* _Given instruction 1_:
In the text excerpt on the PPP legislation, how much can a previous PPP recipient borrow with a second draw loan?

* _Text excerpt_:
The Consolidated Appropriations Act of 2021 legislation, ensures federal tax deductibility for business expenses paid with forgiven Paycheck Protection Program (PPP) loans, provides PPP funding, makes Sec. 501(c)(6) not-for-profit organizations eligible for loans for the first time, and offers businesses the opportunity to apply for a second loan.

The new round of PPP loans will initially open to community financial institutions on January 11, 2021, to apply for first draw PPP loans, and on January 13, 2020, to apply second draw PPP loans. The PPP will open to all participating lenders shortly afterwards.

The new legislation includes, among others:

  • more than $284 billion to the SBA for PPP forgivable small business loans
  • $20 billion allocated to provide Economic Injury Disaster Loan (EIDL) grants to businesses
  • live venues, independent movie theaters, and cultural institutions will have access to $15 billion in dedicated funding
  • $12 billion will be set aside to help business in low-income and minority communities
  • extends the employee retention tax credit and several expiring tax provisions

PPP eligibility

The new PPP round will be available to first-time qualified borrowers (referred to as first draw PPP loans) and to businesses that previously received a PPP loan. First-time PPP borrowers will be subject to the program’s original eligibility rules. The original PPP was generally available to businesses with up to 500 employees, and there was no requirement to demonstrate a revenue loss.

The previous PPP (referred to as first draw PPP loans) recipients may apply for another loan (referred to a second draw PPP loan) of up to $2 million if they meet the following three requirements:

  • have 300 or fewer employees;
  • have used or will use the full amount of their first PPP loan; and

can demonstrate a 25% gross revenue decline in any 2020 quarter compared with the same quarter in 2019

The bill allows borrowers that returned all or part of a previous PPP loan to reapply for a second-round loan.

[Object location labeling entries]
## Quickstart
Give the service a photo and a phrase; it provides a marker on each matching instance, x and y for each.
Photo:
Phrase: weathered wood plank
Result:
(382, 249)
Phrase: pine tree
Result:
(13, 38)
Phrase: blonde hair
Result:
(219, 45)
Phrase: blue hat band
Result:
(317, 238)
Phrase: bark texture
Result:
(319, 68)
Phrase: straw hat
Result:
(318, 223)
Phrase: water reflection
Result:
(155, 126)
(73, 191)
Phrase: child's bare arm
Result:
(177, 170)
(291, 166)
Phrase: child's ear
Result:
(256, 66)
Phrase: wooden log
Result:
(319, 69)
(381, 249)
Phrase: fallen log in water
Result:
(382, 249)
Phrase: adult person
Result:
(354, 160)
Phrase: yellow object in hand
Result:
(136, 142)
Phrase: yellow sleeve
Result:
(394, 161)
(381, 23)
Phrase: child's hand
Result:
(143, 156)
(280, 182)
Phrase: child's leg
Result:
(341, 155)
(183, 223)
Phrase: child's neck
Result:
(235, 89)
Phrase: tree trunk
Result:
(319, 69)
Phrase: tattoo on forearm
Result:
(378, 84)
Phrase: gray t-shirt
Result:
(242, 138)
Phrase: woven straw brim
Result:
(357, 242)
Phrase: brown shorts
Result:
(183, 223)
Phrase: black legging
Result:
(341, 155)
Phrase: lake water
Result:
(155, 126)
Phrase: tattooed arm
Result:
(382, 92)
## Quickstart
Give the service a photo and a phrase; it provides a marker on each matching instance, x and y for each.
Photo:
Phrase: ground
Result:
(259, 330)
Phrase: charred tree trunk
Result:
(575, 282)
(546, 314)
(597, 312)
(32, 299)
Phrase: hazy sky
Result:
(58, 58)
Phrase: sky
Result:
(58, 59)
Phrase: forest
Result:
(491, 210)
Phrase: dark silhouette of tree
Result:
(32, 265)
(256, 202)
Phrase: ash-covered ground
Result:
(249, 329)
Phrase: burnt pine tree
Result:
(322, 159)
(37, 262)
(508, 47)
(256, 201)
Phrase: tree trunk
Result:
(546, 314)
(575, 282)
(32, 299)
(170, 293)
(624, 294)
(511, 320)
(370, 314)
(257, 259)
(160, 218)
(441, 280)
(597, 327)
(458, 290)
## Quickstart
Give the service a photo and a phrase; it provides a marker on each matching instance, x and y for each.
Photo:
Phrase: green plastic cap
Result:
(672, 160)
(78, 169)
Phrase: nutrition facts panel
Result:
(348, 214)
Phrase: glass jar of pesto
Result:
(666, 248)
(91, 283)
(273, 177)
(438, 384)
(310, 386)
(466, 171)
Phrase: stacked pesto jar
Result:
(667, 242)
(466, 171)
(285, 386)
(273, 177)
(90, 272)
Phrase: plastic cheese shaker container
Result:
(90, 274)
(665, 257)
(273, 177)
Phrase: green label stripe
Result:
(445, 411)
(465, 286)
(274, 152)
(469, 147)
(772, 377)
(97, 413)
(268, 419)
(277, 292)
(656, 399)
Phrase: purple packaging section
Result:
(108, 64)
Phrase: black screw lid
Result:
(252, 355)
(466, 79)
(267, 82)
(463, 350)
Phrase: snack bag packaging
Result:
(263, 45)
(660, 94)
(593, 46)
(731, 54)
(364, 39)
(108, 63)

* _Given instruction 2_:
Put the lines of the records into a JSON list of strings, one string per line and blank lines left out, taking everything from the line containing "Phrase: purple packaging section" down through the end of the records.

* _Written solution 1_:
Up to $2 million.

* _Written solution 2_:
[
  "Phrase: purple packaging section",
  "Result:",
  "(108, 64)",
  "Phrase: black screw lid",
  "Result:",
  "(252, 355)",
  "(466, 79)",
  "(267, 82)",
  "(463, 350)",
  "Phrase: snack bag packaging",
  "Result:",
  "(263, 45)",
  "(660, 94)",
  "(593, 46)",
  "(731, 54)",
  "(364, 39)",
  "(108, 63)"
]